Starting from the line that contains "target | cabin window", give back every line through the end of the listing exactly as written and no other line.

_INPUT FOR THIS TASK:_
§ §

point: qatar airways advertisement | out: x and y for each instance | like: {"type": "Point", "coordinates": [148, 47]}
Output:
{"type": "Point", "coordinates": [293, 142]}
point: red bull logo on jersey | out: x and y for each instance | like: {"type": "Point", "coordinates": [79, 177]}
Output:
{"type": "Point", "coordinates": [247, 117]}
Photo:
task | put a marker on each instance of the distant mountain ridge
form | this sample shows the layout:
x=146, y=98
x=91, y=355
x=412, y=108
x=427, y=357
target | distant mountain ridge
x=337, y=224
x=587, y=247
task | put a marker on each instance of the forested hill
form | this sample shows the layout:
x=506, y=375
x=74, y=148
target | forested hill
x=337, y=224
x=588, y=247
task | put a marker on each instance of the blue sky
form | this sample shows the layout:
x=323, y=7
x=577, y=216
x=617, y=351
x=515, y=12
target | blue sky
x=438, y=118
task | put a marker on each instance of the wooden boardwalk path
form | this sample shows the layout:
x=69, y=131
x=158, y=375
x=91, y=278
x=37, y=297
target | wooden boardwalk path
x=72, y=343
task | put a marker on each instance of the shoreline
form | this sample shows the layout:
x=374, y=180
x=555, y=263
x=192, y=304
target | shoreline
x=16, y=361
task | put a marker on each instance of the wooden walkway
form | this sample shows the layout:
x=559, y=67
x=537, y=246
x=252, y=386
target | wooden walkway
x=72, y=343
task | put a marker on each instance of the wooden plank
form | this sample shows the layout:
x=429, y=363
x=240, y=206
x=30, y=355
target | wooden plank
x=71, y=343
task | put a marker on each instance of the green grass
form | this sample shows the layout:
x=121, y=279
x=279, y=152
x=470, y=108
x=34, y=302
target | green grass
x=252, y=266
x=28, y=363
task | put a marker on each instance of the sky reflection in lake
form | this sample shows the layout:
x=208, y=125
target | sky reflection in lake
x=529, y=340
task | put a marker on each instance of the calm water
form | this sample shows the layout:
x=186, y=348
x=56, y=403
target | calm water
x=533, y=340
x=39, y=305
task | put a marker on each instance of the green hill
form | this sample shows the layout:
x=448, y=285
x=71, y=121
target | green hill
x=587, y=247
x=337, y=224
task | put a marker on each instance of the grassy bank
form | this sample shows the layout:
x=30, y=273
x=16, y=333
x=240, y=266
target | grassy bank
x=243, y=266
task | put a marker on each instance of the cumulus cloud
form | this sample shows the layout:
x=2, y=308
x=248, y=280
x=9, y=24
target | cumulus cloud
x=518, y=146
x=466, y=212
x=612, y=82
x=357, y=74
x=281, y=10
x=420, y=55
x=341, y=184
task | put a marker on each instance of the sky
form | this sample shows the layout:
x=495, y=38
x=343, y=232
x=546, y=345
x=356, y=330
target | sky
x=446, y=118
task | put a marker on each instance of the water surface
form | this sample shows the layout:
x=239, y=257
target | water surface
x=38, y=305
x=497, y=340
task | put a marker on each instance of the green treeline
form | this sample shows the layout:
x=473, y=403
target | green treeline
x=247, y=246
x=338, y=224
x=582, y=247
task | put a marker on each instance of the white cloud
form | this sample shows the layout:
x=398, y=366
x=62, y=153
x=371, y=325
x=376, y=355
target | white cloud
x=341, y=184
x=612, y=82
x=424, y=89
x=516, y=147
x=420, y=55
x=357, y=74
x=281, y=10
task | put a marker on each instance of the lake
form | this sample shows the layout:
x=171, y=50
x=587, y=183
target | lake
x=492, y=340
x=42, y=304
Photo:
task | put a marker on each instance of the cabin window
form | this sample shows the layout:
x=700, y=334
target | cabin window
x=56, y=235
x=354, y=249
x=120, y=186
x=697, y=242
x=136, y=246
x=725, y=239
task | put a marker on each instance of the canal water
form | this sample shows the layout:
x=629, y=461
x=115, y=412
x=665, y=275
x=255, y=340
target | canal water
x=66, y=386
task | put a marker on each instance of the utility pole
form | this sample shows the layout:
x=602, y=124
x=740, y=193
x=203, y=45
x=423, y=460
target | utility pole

§ §

_ANSWER BOX:_
target | cabin window
x=56, y=235
x=354, y=249
x=120, y=186
x=697, y=242
x=136, y=246
x=725, y=239
task | put a marker on each instance of the canal water
form | this sample shows the layout:
x=629, y=461
x=115, y=412
x=665, y=275
x=255, y=340
target | canal water
x=66, y=386
task | put a marker on each instance of the utility pole
form | this sample shows the layout:
x=602, y=124
x=740, y=193
x=203, y=45
x=423, y=460
target | utility pole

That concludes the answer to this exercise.